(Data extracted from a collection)
##########
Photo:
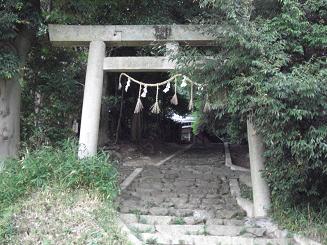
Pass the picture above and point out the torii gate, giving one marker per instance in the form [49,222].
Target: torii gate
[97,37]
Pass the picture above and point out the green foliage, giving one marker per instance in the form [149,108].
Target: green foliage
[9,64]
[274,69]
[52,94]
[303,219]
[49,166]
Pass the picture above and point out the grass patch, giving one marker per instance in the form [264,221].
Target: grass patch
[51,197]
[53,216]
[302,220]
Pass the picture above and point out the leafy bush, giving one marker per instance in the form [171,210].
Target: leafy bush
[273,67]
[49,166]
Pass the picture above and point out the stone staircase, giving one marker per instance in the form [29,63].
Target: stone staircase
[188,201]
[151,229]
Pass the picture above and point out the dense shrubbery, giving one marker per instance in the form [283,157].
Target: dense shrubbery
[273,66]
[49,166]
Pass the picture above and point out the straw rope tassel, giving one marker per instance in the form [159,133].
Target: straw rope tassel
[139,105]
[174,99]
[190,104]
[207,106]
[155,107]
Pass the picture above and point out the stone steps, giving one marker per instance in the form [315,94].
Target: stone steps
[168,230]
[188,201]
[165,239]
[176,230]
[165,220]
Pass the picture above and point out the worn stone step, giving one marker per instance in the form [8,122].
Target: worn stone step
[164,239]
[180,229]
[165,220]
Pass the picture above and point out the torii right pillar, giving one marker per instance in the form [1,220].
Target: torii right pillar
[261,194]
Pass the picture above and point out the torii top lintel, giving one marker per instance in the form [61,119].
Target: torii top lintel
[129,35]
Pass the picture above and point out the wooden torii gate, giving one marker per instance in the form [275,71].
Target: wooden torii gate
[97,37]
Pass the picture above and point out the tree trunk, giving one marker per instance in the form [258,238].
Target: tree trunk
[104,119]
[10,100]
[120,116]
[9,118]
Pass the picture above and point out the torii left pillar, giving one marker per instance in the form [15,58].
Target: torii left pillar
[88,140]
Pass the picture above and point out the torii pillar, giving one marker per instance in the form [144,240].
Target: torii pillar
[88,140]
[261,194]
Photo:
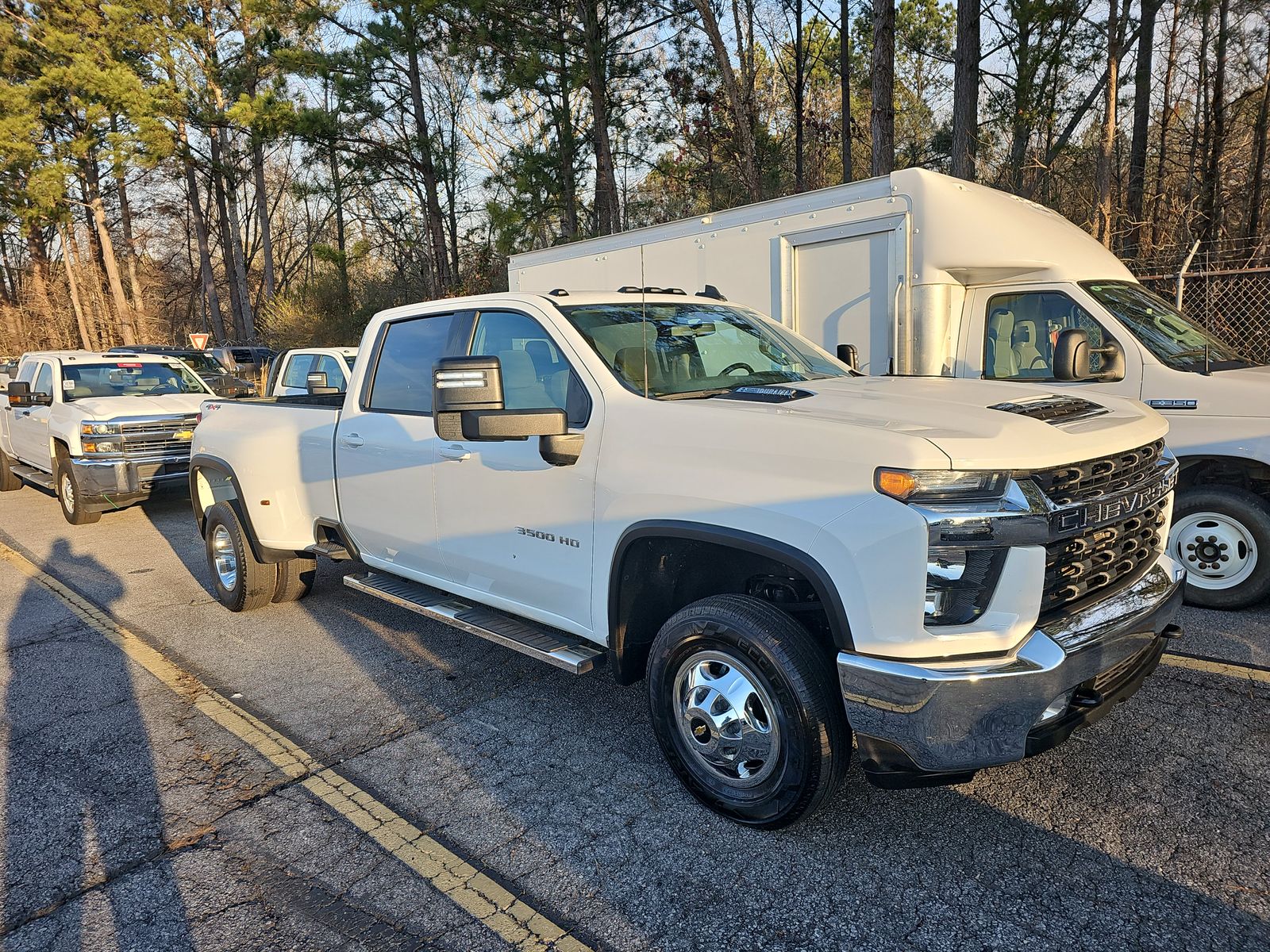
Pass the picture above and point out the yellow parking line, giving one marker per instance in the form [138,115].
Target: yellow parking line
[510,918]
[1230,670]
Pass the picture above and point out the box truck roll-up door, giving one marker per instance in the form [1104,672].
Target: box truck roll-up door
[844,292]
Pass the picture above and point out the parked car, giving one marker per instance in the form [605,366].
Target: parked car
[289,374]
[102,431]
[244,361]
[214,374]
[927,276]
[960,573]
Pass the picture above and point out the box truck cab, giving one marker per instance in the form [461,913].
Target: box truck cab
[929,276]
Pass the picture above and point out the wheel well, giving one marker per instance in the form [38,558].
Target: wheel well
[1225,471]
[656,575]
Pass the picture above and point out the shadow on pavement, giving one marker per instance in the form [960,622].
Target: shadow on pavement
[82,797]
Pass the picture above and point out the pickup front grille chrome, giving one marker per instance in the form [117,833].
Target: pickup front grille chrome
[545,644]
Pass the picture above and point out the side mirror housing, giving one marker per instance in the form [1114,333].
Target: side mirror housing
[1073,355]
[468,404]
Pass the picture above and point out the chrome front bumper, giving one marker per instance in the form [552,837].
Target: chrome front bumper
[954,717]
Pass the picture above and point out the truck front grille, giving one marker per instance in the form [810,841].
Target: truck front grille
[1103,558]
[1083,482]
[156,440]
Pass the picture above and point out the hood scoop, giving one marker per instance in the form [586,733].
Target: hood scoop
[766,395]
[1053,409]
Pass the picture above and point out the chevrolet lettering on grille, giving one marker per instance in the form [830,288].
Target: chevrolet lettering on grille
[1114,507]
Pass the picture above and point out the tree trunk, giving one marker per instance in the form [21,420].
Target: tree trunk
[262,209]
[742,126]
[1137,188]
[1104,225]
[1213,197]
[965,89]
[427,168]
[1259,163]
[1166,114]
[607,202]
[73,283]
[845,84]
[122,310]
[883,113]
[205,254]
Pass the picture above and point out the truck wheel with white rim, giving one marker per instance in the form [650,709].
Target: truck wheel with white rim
##########
EXERCISE INSTRUCTIONS. Each record above is to be copied out exactly; its pictures are not.

YOUR SOLUTION.
Photo:
Pass the picture above and point out the torii gate, giving one marker per instance in the form [49,222].
Target: torii gate
[97,37]
Pass the picture above and point out the green foliage, giving one marker per instance in the form [149,108].
Target: green foliage
[9,64]
[274,69]
[52,94]
[303,219]
[49,166]
Pass the picture above and point out the grass patch, giving one marker per instance in the form [264,221].
Target: grass patch
[51,197]
[53,216]
[302,220]
Pass the picture above and point out the leafy bush, giving one marker per instance in the form [171,210].
Target: leafy bush
[273,67]
[49,166]
Pass the picture above and point out the stone staircase, giving one marker per instance in the form [29,63].
Target: stone staircase
[188,201]
[151,229]
Pass the picture above and point out the dense shrubbery, giving one marker per instance in the form [283,157].
Target: dense shrubbery
[273,66]
[49,166]
Pass the picture above and point out the straw rope tassel, giving one marker per instance in the form [159,133].
Target: straw rope tassel
[139,105]
[174,99]
[190,104]
[207,106]
[155,107]
Pass the picture above and point out the stone steps, giving one marker per instance in the form [315,94].
Target: stone steps
[168,230]
[188,201]
[165,239]
[176,230]
[165,220]
Pass the picture above and point out the worn stone step, giving one marker per instance in the form [8,122].
Target: worn stone step
[164,239]
[180,229]
[165,220]
Pass the picture above and point out the torii right pillar, giving one marker per instance in the form [1,220].
Target: torii right pillar
[261,194]
Pass the picture above and point out the torii top lintel, giving one marker per instance in the form [61,119].
Target: torii top lintel
[129,35]
Pass the picture above and point out the wooden torii gate, giving one marker per instance in the form [275,71].
Target: wooden torii gate
[97,37]
Pass the picture above and point out the tree trunk, giving one marker per instance in the form [258,238].
Target: tree trunk
[104,119]
[10,100]
[120,116]
[9,118]
Pass the picture above and point out the torii left pillar, giving one marker per instance in the form [15,58].
Target: torii left pillar
[88,140]
Pass the picture above and point out the torii pillar, giving one marker per instance in the form [144,240].
Target: torii pillar
[88,140]
[261,194]
Photo:
Pass the picture above and point out the yellow parking line, giving one marker per instance in the form [138,115].
Target: yellow parking line
[510,918]
[1230,670]
Pass the picture above and point out the box truck roll-up door, giving one marker per instance in the form [1104,672].
Target: box truck roll-up door
[844,292]
Pass the picture above and point out the parked car, giving one marker per instance in the form [605,366].
Target: parked car
[289,374]
[102,431]
[244,361]
[214,374]
[927,276]
[960,573]
Pass the picture above and point out the box truck cab, giving one marker per instance in the form [461,913].
Target: box truck cab
[929,276]
Pass the picture above and point out the wheel well, giving one marker per instance in the form [38,558].
Target: wheel well
[1225,471]
[656,575]
Pass the picture above and point out the shadow on pavement, giving one marker per instance in the form [960,622].
Target: shadow on pavement
[82,797]
Pass the picture above and point out the pickup front grille chrome, giving one marker per instance in the form [117,833].
Target: pickup front grille chrome
[545,644]
Pass the picture above and point out the side mirror housing, giving one marker per instance in the form [1114,333].
Target: side mirror housing
[1073,355]
[468,404]
Pass the picture above and point out the chrome front bumper, giving one marker per instance in the form [552,837].
Target: chrome front bumper
[954,717]
Pass the picture above and point out the truck front grille, giving one marker per instance in the form [810,841].
Target: truck front grille
[1103,558]
[1083,482]
[156,440]
Pass the picture above and point out the hood scoop, giving one marker per instance in the form [586,733].
Target: hood scoop
[766,395]
[1053,409]
Pass the picture above and point out the chevrolet lettering on grille, giving one marker per instance in the form [830,288].
Target: chevrolet lettering on grille
[1114,507]
Pass the picture above and point out the tree trunk, giving one marker per instance in the form [21,420].
Target: tree trunk
[262,209]
[742,126]
[1137,188]
[1104,225]
[1213,197]
[965,89]
[427,168]
[1259,163]
[1166,114]
[607,202]
[73,283]
[845,84]
[122,310]
[883,113]
[205,254]
Pass the picture above and point out the truck wheel with white rim, giving one marker per instance in the form [650,709].
Target: truck wheel with white rim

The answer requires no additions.